Please copy the data from the line with "# Trace the outline of every instance of the stair" up to and including the line with "108), (140, 109)]", request lines included, and shift every coordinate in the answers by adding 71 to each number.

### Material provided
|---|
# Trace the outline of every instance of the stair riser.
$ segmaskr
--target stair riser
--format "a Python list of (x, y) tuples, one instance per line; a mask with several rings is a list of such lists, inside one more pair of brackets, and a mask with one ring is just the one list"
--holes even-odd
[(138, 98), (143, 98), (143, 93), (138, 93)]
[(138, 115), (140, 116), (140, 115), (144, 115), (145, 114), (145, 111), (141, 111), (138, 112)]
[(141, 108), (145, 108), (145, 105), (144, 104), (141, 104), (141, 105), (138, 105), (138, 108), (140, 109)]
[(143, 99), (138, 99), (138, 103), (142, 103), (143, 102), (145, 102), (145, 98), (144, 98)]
|---|
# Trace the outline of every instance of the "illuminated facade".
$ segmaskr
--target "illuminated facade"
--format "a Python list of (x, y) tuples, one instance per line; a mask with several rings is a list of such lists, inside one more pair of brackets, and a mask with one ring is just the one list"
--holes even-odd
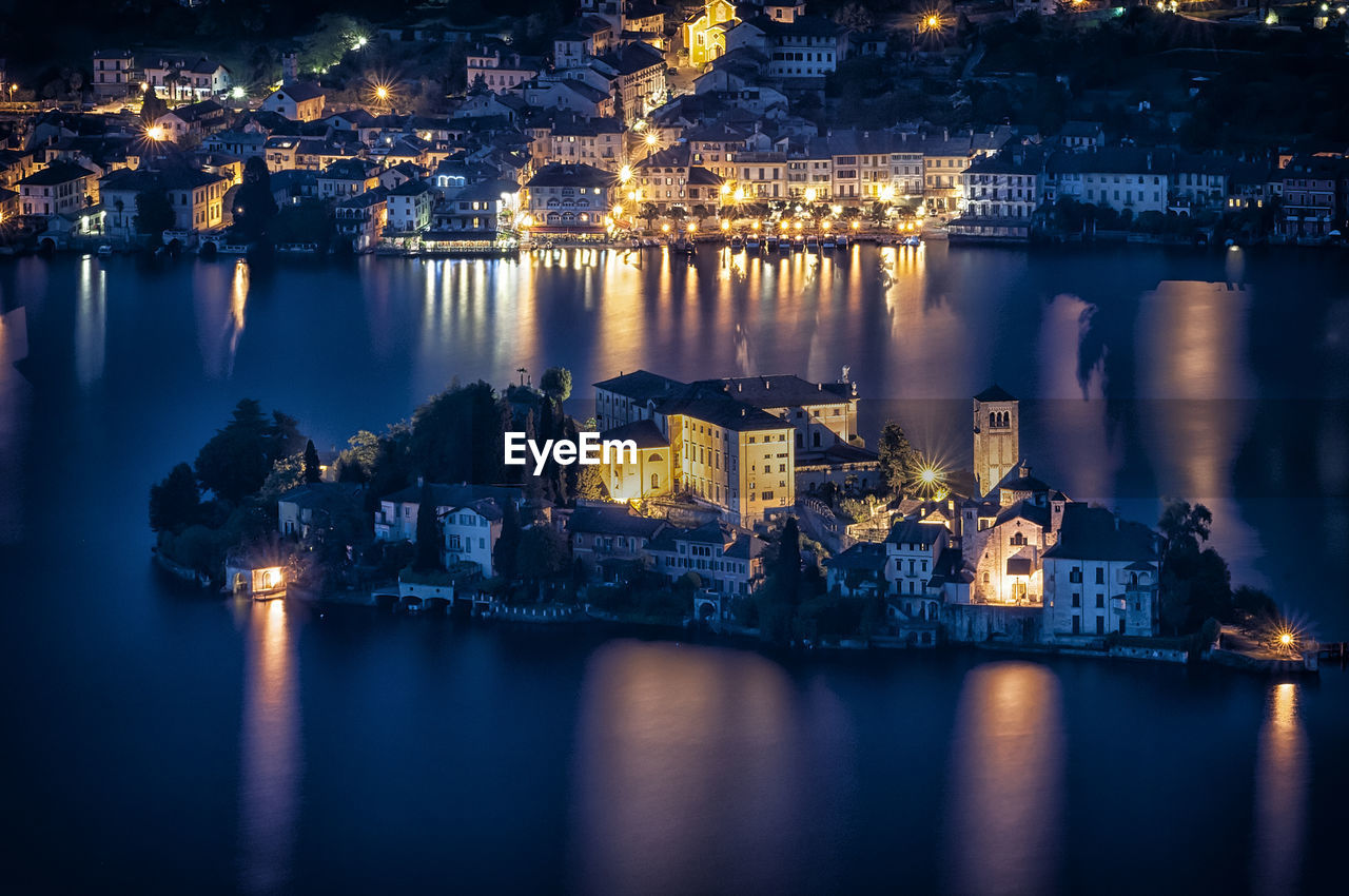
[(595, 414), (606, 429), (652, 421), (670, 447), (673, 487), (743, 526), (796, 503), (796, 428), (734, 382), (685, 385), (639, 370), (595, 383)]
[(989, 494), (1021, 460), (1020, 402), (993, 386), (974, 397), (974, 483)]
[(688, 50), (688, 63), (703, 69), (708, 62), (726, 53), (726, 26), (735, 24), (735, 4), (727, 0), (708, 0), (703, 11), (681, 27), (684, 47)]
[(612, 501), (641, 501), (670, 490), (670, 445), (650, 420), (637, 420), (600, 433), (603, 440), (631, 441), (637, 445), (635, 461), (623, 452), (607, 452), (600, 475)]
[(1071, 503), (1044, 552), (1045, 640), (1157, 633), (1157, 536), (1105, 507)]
|---|
### Solution for this problem
# Trace the outline of every instance of the stair riser.
$ segmaskr
--target stair riser
--format "a Python list of (x, y) tuples, one instance per line; a mask with several rings is a list of such lists, inside one more pair of brackets, and a mask with one ring is just the one list"
--holes even-odd
[(209, 169), (214, 169), (214, 164), (209, 164)]
[(209, 186), (211, 187), (211, 186), (215, 186), (216, 185), (216, 182), (212, 182), (209, 183)]
[(212, 179), (216, 179), (216, 176), (215, 175), (212, 175), (212, 176), (209, 176), (209, 179), (211, 180)]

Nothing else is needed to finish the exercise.